Data for review:
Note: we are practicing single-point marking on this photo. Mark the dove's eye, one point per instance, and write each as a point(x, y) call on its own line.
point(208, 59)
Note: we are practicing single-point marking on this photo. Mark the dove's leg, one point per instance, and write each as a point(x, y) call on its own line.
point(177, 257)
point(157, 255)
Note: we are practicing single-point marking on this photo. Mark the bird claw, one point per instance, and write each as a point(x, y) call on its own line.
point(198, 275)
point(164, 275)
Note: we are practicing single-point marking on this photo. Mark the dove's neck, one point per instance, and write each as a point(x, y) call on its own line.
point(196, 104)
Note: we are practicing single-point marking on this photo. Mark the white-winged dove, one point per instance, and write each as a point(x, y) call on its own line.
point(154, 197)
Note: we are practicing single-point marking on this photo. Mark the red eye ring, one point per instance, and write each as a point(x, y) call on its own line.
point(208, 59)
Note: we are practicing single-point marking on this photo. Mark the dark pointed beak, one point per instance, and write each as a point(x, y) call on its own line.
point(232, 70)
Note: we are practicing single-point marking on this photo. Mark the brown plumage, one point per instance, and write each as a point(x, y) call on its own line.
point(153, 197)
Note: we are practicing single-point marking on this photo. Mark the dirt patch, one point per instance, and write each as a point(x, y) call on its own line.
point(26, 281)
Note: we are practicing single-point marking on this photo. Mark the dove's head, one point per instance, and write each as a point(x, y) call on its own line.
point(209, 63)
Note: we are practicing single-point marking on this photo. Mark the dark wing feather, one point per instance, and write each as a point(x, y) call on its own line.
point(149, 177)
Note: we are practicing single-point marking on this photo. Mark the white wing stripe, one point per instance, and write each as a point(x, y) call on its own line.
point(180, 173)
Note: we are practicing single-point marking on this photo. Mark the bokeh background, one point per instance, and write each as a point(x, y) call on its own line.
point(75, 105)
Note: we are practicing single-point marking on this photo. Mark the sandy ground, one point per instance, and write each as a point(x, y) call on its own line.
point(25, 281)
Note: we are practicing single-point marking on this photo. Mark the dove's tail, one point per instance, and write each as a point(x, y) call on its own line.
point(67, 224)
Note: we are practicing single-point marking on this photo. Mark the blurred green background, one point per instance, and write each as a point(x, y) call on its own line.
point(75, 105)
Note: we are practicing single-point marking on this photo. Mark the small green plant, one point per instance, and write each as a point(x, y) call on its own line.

Task brief: Repeat the listing above in full.

Task response:
Note: we are practicing single-point marking on this photo. Mark the dove's eye, one point per instance, and write each as a point(x, y) call on its own line.
point(208, 59)
Note: we are practicing single-point marking on this photo. Mark the dove's leg, one point per instance, and write each as a point(x, y) call on its own line.
point(177, 257)
point(157, 255)
Note: we are practicing single-point marking on this photo. Mark the bird claw, one point per instance, and write each as a point(x, y) call on its own line.
point(198, 275)
point(164, 275)
Note: we are practicing single-point marking on this photo. Mark the dove's neck, one point per instance, and write each as a point(x, y) call on its own line.
point(196, 104)
Note: we are practicing single-point marking on this photo. Mark the white-winged dove, one point per instance, and write each as a point(x, y) call on its own line.
point(154, 197)
Note: we are practicing single-point marking on this photo. Mark the red eye ring, one point per instance, and write each as a point(x, y) call on its own line.
point(208, 59)
Note: we are practicing single-point marking on this photo. Mark the dark pointed beak, one point per instance, and write each as a point(x, y) call on its own line.
point(232, 70)
Note: we are practicing single-point marking on this photo. Mark the brown plumage, one point per instance, and write each as a point(x, y) call on its own line.
point(153, 197)
Note: we are practicing single-point marking on this photo. Mark the dirt patch, one point per instance, and write each as a point(x, y) call on its own line.
point(26, 281)
Note: we are practicing single-point marking on this photo. Mark the dove's head, one point per instance, and write each as a point(x, y) call on its own line.
point(209, 63)
Note: we are practicing single-point marking on this photo. Mark the dark wing feather, one point per instance, and write each as a point(x, y) call on its own line.
point(149, 177)
Note: we are practicing single-point marking on this photo. Mark the white wing stripe, one point per instance, and write each as a point(x, y) call on its own line.
point(180, 173)
Note: we are practicing single-point marking on this photo. Mark the bokeh background, one point per instance, and write each as a point(x, y) call on its own line.
point(75, 105)
Note: we are practicing single-point marking on this photo. Mark the sandy ground, one point per instance, and write each as a point(x, y) call on its own line.
point(25, 281)
Note: we are practicing single-point marking on this photo. Mark the dove's tail, one point per instance, and write each as a point(x, y) call on its own line.
point(67, 224)
Note: we are practicing single-point marking on this photo. Mark the blurred green background, one point per instance, and write each as a point(x, y) call on its own line.
point(75, 105)
Note: we are practicing single-point marking on this photo. Mark the small green plant, one point per instance, and write each as a point(x, y) call on its own line.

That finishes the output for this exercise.